• **ABOUT THIS EXERCISE**: Skip the pictures and return every entry exactly as written.

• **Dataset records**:
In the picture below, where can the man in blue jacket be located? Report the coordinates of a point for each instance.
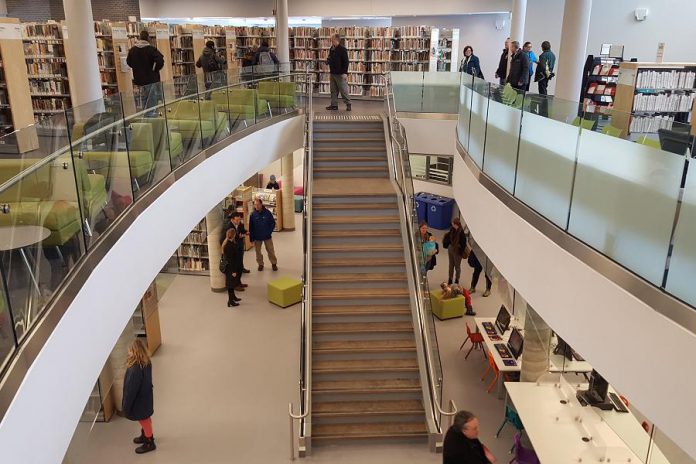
(261, 225)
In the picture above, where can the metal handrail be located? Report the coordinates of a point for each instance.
(397, 134)
(306, 314)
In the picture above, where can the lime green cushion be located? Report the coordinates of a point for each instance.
(446, 309)
(285, 291)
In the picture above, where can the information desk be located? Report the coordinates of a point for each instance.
(557, 363)
(563, 431)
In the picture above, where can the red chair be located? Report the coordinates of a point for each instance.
(476, 341)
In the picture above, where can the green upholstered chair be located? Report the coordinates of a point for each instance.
(447, 309)
(645, 140)
(278, 94)
(285, 291)
(611, 130)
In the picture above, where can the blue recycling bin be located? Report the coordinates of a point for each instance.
(440, 212)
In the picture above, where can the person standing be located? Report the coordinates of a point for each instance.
(137, 402)
(338, 78)
(462, 444)
(212, 64)
(545, 67)
(455, 242)
(470, 64)
(519, 67)
(501, 72)
(261, 225)
(233, 268)
(146, 62)
(527, 48)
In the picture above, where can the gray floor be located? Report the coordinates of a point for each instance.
(223, 378)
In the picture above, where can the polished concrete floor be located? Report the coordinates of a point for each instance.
(224, 377)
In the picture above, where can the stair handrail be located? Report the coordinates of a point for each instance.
(398, 138)
(306, 310)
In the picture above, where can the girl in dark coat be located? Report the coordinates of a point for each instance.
(233, 271)
(137, 395)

• **YOUR RESPONSE**:
In the picture below, where can the man in blue jacket be located? Report the coordinates of a point for each instance.
(261, 225)
In the picture above, where can the metal handrail be located? Report the coordinates of a point for each instance.
(397, 134)
(306, 314)
In the picture above, where can the lime green cushion be located? Report the coordinates of a point for each instance.
(446, 309)
(285, 291)
In the picture above, where can the information desk be located? Report the coordinates of a point for each instance.
(557, 363)
(563, 431)
In the picture above, where can the red chair be located? Report the coordinates of a point for each instance.
(476, 341)
In the picture above, where can the green upholstered chair be located? Report the coordinates of a point for each instance.
(447, 309)
(645, 140)
(278, 94)
(285, 291)
(611, 130)
In the picture above, where can the blue recycling bin be located? Report the coordinates of a point for each instance.
(440, 212)
In the picture above, where can the person standing be located? Report the coordinates of a point for each instance.
(137, 402)
(338, 78)
(462, 444)
(212, 64)
(545, 67)
(455, 242)
(470, 64)
(519, 67)
(501, 72)
(261, 225)
(233, 268)
(146, 62)
(527, 48)
In the picture above, where can the gray floor be located? Report the coordinates of a point for each instance.
(223, 378)
In the picture above, where can the polished concrete floor be located? Report the coordinates of a point for each instance.
(224, 377)
In the picture above, where can the stair handrail be located? Report the coordinates of a point for each instance.
(398, 138)
(306, 310)
In the picture above, where can the girl in dark coat be located? Report the coordinates of a point for each instance.
(233, 271)
(137, 395)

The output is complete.